* TEXTO DE LA PÁGINA
··········

22 Octubre 2016
Hacia mediados de 1821, el avance exitoso de la sublevación encabezada por Agustín de Iturbide hizo inminente la independencia de México. Al m ismo tiempo propició que la capitanía general o Reino de Guatemala rompiera sus vínculos políticos con la metrópoli española y se uniera al antiguo virreinato novohispano en aras de formar un solo cuerpo político: el Imperio de Septentrión. Dicha unión representó un cambio significativo de la condición de Guatemala bajo la administración colonial, pues aunque por casi tres siglos había mantenido estrechos lazos con la Nueva España, para ese entonces sus principales relaciones mercantiles tenían poco que ver con los circuitos comerciales del virreinato, y en materia de gobierno dependía directamente de las autoridades de la península. Aun así, desde un principio los fundadores del Estado mexicano se propusieron incorporar aquellos territorios. A su vez, autoridades y dirigentes políticos del Reino de Guatemala se inclinaron por la unión. Empero, mexicanos y centroamericanos actuaban motivados por diferentes razones. De hecho, ese breve episodio, conocido comúnmente como “anexión de Centroamérica a México” –que ocurrió entre septiembre de 1821 y mediados de 1823-, fue resultado de una convergencia
coyuntural entre los planteamientos geoestratégicos de los fundadores del Imperio y los intereses encontrados de distintos grupos de poder rivales al interior de aquella capitanía.

··········

* DATOS ALMACENADOS
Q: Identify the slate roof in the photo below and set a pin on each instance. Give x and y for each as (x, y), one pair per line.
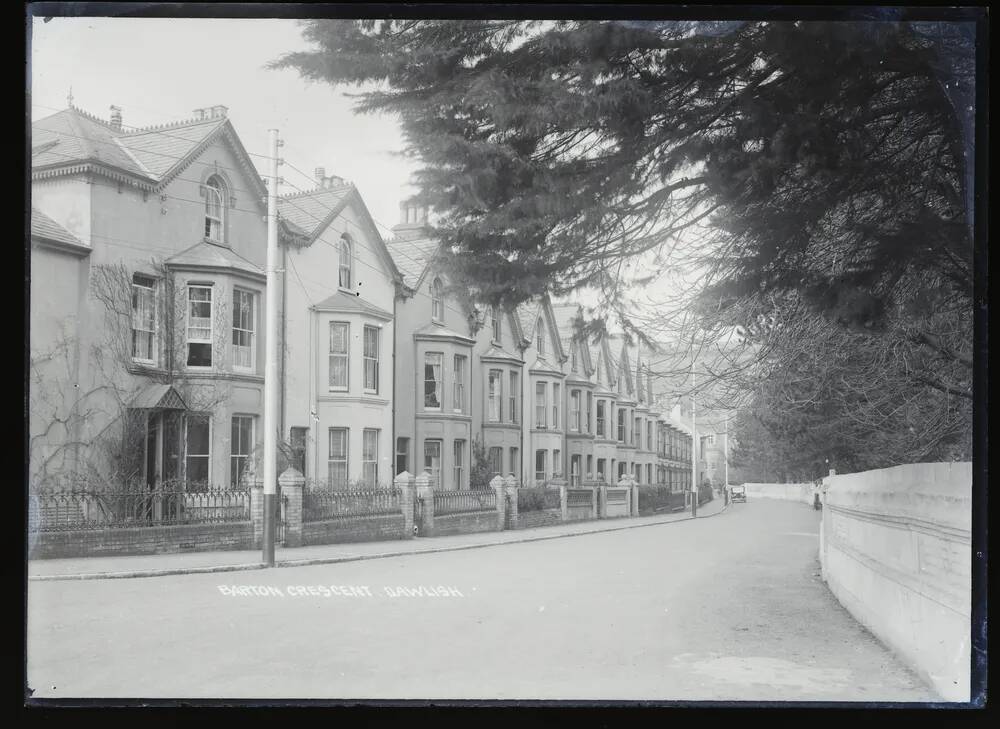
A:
(209, 255)
(411, 256)
(343, 301)
(72, 137)
(43, 226)
(309, 210)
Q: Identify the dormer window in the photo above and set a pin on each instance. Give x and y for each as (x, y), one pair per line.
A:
(495, 318)
(346, 262)
(214, 209)
(437, 300)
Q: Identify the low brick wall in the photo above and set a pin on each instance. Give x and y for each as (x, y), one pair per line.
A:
(533, 519)
(141, 540)
(467, 523)
(785, 491)
(580, 513)
(356, 529)
(895, 547)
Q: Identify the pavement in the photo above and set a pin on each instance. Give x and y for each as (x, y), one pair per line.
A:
(83, 568)
(725, 608)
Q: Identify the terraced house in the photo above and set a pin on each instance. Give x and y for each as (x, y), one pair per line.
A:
(339, 288)
(147, 255)
(544, 436)
(433, 361)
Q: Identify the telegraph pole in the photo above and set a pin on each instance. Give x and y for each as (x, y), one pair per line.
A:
(725, 458)
(271, 359)
(694, 450)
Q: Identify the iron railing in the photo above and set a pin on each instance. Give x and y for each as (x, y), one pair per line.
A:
(538, 498)
(89, 509)
(323, 504)
(464, 501)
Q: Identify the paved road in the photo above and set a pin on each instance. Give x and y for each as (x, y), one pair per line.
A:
(724, 608)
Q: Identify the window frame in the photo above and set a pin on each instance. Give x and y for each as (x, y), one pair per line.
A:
(437, 300)
(293, 433)
(460, 364)
(154, 344)
(187, 453)
(215, 186)
(345, 459)
(252, 332)
(575, 404)
(369, 434)
(540, 474)
(438, 382)
(235, 457)
(435, 477)
(556, 404)
(513, 395)
(494, 396)
(345, 356)
(345, 263)
(188, 339)
(458, 462)
(373, 360)
(496, 324)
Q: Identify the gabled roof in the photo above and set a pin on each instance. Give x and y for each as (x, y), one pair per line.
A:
(42, 226)
(207, 255)
(158, 396)
(412, 257)
(528, 314)
(308, 214)
(565, 317)
(342, 301)
(73, 141)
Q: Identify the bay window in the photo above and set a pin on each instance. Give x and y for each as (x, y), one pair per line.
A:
(433, 380)
(243, 329)
(339, 355)
(199, 326)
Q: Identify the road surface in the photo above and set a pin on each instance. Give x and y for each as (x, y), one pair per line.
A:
(729, 607)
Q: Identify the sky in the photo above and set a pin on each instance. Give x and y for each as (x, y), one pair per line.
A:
(146, 66)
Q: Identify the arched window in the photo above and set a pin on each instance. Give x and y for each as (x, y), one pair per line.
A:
(215, 196)
(437, 300)
(495, 318)
(346, 262)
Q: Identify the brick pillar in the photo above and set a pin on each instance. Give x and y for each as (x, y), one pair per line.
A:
(425, 493)
(497, 485)
(405, 483)
(291, 484)
(510, 491)
(257, 511)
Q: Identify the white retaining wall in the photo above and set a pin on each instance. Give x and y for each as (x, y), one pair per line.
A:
(786, 491)
(895, 547)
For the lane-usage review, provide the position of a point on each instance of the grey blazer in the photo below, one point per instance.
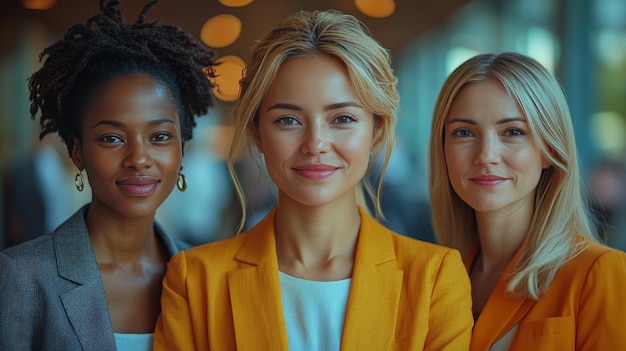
(51, 292)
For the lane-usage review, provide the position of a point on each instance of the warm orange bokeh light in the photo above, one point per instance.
(376, 8)
(221, 30)
(235, 3)
(229, 73)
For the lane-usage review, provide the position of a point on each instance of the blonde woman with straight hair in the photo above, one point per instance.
(318, 273)
(506, 191)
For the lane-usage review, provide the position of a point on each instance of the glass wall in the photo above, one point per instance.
(582, 42)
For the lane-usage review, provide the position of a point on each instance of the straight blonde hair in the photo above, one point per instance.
(332, 33)
(560, 212)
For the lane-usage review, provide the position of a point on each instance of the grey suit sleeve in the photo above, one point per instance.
(16, 307)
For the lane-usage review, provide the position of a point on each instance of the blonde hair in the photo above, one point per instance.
(560, 211)
(332, 33)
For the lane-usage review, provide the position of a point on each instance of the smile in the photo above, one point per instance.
(316, 171)
(487, 180)
(138, 186)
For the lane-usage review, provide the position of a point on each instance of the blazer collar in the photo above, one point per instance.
(85, 305)
(501, 312)
(255, 291)
(375, 290)
(376, 281)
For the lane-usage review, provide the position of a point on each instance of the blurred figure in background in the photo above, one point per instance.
(123, 97)
(506, 191)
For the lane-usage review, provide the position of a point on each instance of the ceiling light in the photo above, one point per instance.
(376, 8)
(235, 3)
(38, 4)
(221, 30)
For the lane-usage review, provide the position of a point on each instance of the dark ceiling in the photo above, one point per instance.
(411, 17)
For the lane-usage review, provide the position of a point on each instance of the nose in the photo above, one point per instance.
(137, 154)
(317, 139)
(488, 152)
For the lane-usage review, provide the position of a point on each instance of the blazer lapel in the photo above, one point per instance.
(85, 305)
(255, 292)
(501, 313)
(375, 290)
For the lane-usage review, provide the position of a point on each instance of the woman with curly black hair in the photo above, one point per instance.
(123, 98)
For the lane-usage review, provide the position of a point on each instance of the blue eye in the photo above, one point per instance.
(463, 133)
(111, 139)
(514, 132)
(287, 121)
(161, 137)
(344, 119)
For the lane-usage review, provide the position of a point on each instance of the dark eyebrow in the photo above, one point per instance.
(119, 124)
(330, 107)
(501, 121)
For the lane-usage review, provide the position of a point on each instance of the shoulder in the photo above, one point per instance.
(407, 251)
(217, 250)
(591, 253)
(594, 260)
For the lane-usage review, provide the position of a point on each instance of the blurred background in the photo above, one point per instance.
(583, 42)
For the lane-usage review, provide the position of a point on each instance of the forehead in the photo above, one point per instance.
(484, 100)
(311, 77)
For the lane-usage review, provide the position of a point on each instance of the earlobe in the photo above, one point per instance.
(254, 133)
(377, 137)
(545, 163)
(77, 155)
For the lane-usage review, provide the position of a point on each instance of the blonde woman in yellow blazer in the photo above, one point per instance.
(318, 273)
(505, 191)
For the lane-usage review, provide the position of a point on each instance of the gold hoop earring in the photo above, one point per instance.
(79, 181)
(181, 183)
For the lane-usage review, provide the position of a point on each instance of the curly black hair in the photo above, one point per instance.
(91, 54)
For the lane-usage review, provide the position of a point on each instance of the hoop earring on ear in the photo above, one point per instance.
(79, 181)
(181, 183)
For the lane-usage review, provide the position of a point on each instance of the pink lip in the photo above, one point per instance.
(315, 171)
(138, 185)
(487, 180)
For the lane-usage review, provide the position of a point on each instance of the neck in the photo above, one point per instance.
(120, 240)
(316, 242)
(500, 238)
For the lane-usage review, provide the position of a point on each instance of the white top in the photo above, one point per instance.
(314, 312)
(134, 342)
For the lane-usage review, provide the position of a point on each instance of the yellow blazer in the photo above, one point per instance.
(584, 308)
(404, 295)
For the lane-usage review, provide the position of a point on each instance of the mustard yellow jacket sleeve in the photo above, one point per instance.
(404, 295)
(583, 310)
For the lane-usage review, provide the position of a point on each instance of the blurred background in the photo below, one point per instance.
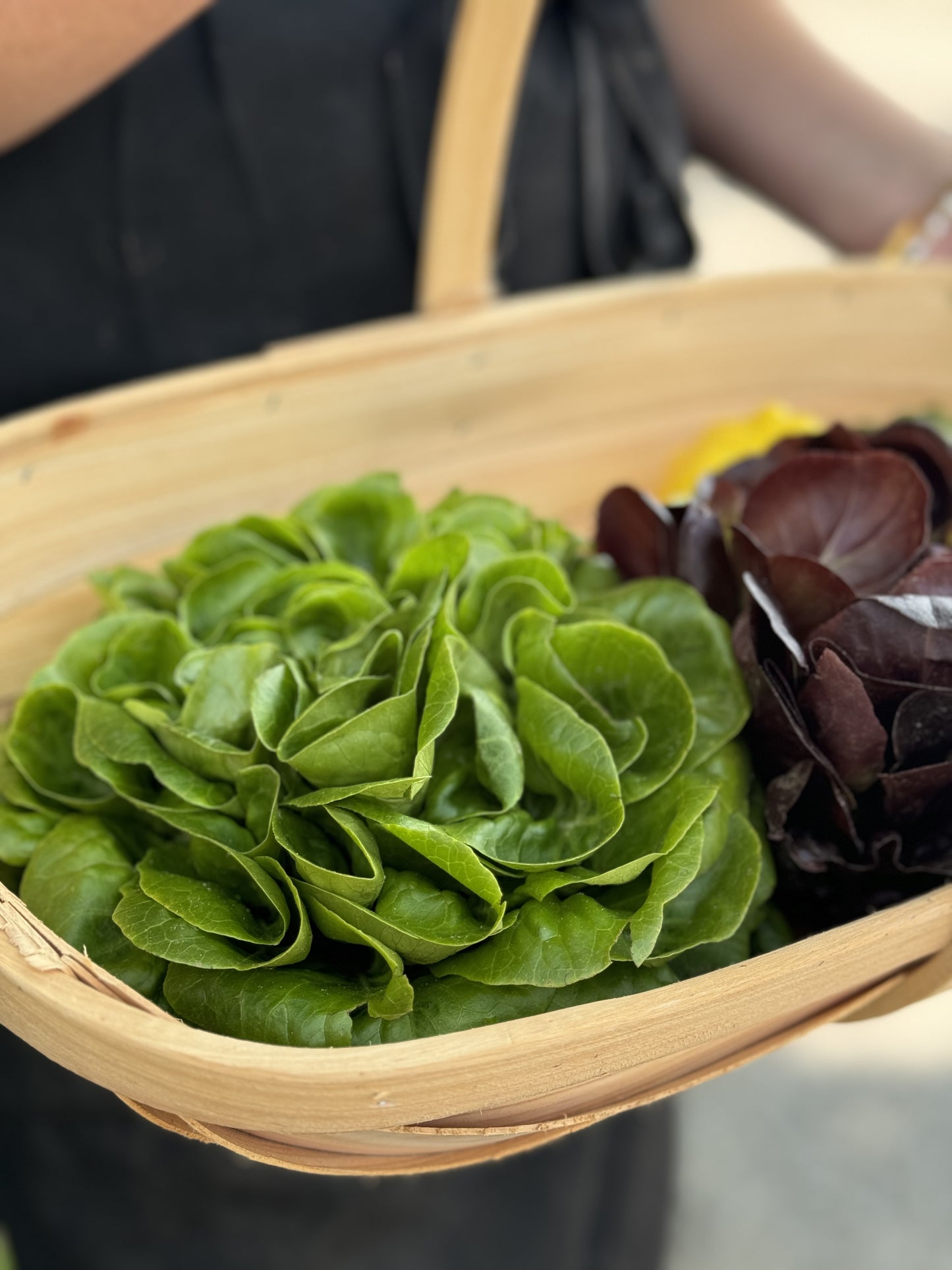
(904, 47)
(835, 1152)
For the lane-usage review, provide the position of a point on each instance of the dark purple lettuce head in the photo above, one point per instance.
(829, 556)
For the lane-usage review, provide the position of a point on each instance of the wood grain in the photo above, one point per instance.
(468, 159)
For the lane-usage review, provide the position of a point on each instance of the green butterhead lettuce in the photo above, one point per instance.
(364, 774)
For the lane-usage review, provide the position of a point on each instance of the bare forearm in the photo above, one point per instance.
(771, 105)
(55, 53)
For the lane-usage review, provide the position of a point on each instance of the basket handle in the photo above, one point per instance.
(478, 104)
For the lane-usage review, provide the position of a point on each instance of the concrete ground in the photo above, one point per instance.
(837, 1152)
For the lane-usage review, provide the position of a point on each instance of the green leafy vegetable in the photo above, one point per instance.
(364, 774)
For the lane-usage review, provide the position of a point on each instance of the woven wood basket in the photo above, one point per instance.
(549, 399)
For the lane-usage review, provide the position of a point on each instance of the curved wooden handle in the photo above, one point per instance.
(478, 104)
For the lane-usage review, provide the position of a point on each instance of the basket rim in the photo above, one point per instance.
(387, 338)
(167, 1034)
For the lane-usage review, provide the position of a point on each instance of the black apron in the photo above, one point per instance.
(257, 177)
(262, 175)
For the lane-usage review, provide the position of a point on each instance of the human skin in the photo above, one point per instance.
(768, 104)
(56, 53)
(761, 97)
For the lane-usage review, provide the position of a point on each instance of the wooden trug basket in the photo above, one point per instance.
(549, 399)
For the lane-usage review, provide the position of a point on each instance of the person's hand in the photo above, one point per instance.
(927, 239)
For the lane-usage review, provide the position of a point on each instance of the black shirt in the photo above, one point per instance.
(262, 173)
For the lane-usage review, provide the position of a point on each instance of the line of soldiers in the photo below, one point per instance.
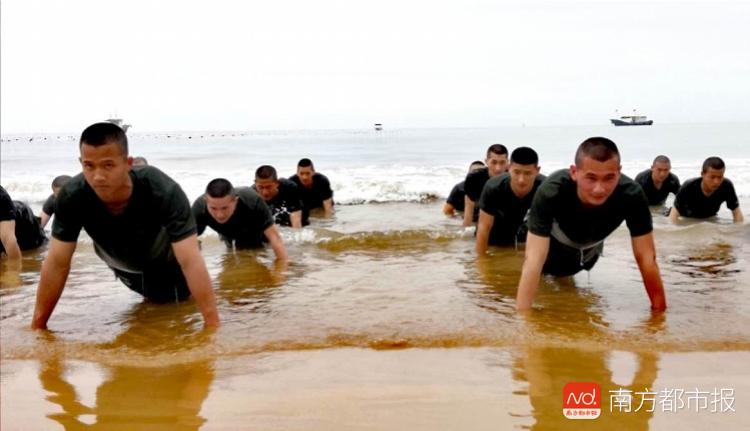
(144, 228)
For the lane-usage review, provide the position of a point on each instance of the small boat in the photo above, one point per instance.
(632, 120)
(120, 123)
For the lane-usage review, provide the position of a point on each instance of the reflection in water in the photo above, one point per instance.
(548, 369)
(714, 261)
(132, 397)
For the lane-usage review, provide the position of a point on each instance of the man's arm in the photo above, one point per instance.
(674, 215)
(52, 280)
(449, 210)
(274, 238)
(468, 211)
(483, 231)
(645, 256)
(194, 268)
(737, 215)
(296, 218)
(44, 218)
(537, 248)
(8, 238)
(328, 207)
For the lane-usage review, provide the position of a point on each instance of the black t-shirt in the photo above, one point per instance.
(691, 202)
(557, 200)
(7, 210)
(28, 231)
(473, 186)
(456, 198)
(140, 238)
(245, 227)
(49, 205)
(657, 196)
(313, 197)
(498, 200)
(285, 202)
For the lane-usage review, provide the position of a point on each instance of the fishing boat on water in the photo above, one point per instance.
(120, 123)
(632, 120)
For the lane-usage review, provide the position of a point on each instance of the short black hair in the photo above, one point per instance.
(305, 163)
(713, 163)
(498, 149)
(476, 163)
(60, 181)
(597, 148)
(524, 156)
(219, 188)
(266, 172)
(99, 134)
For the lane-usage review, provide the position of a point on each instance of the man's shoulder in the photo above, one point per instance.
(248, 195)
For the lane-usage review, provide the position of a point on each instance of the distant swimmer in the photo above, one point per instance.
(506, 200)
(575, 210)
(48, 209)
(282, 196)
(702, 197)
(497, 163)
(19, 228)
(239, 215)
(140, 223)
(314, 187)
(658, 182)
(455, 202)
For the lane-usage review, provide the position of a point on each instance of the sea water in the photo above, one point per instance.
(383, 318)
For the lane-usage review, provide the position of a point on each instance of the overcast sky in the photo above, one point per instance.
(296, 64)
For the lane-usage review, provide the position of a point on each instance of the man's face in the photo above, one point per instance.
(267, 188)
(595, 180)
(305, 175)
(522, 178)
(106, 169)
(711, 180)
(497, 164)
(221, 209)
(660, 172)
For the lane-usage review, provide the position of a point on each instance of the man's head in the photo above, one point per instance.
(305, 171)
(660, 169)
(105, 162)
(497, 160)
(266, 182)
(58, 182)
(221, 200)
(712, 174)
(524, 167)
(596, 170)
(476, 165)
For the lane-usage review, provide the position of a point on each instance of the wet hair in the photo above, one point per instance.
(498, 149)
(60, 181)
(713, 163)
(219, 188)
(266, 172)
(99, 134)
(305, 163)
(524, 156)
(597, 148)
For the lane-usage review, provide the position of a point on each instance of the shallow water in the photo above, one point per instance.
(383, 319)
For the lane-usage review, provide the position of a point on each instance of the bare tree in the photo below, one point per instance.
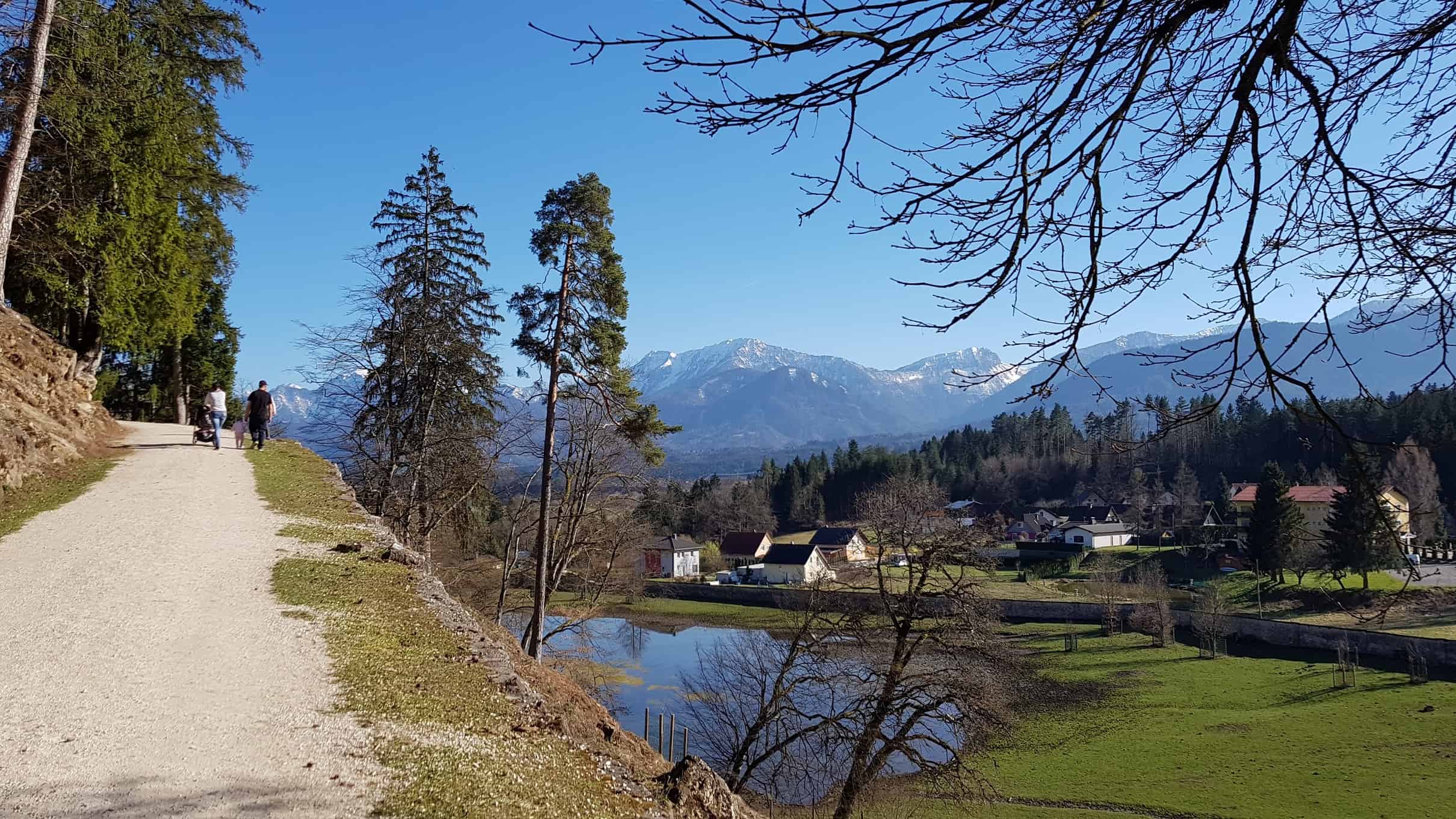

··········

* PROBLEMAS
1: Devuelve todas las líneas del listado que contengan la palabra "green", teniendo en cuenta mayúsculas y minúsculas.
2: Prosigue el texto sobre la anexión de Centroamérica a México a partir de su última oración.
El texto y el listado son materiales independientes entre sí.

* PROBLEMAS RESUELTOS
1:
For the lane-usage review, provide the position of a point on each instance of the green butterhead lettuce in the photo above, one point per instance.
For the lane-usage review, provide the position of a point on each instance of the green leafy vegetable in the photo above, one point per instance.

2:
Los primeros concibieron la anexión como un factor indispensable para consolidar su proyecto político. En principio, esto obedecía a preocupaciones relativas a la seguridad y al orden interior del imperio en ciernes, que suponían en peligro si las provincias centroamericanas conservaban su lealtad a la corona española o intentaban constituirse como una república independiente, pues representarían una amenaza potencial para el régimen monárquico que se buscaba establecer. En un plano más ambicioso, la anexión de Centroamérica apuntaba a la proyección del Imperio como potencia subcontinental, según la noción comúnmente aceptada de que una monarquía podía proteger y mantener unificados extensos territorios. Asimismo, seguía la pauta de anteriores propuestas de reorganización político-territorial de los dominios españoles en el septentrión americano que señalaban a México como el centro natural de aquella vasta zona.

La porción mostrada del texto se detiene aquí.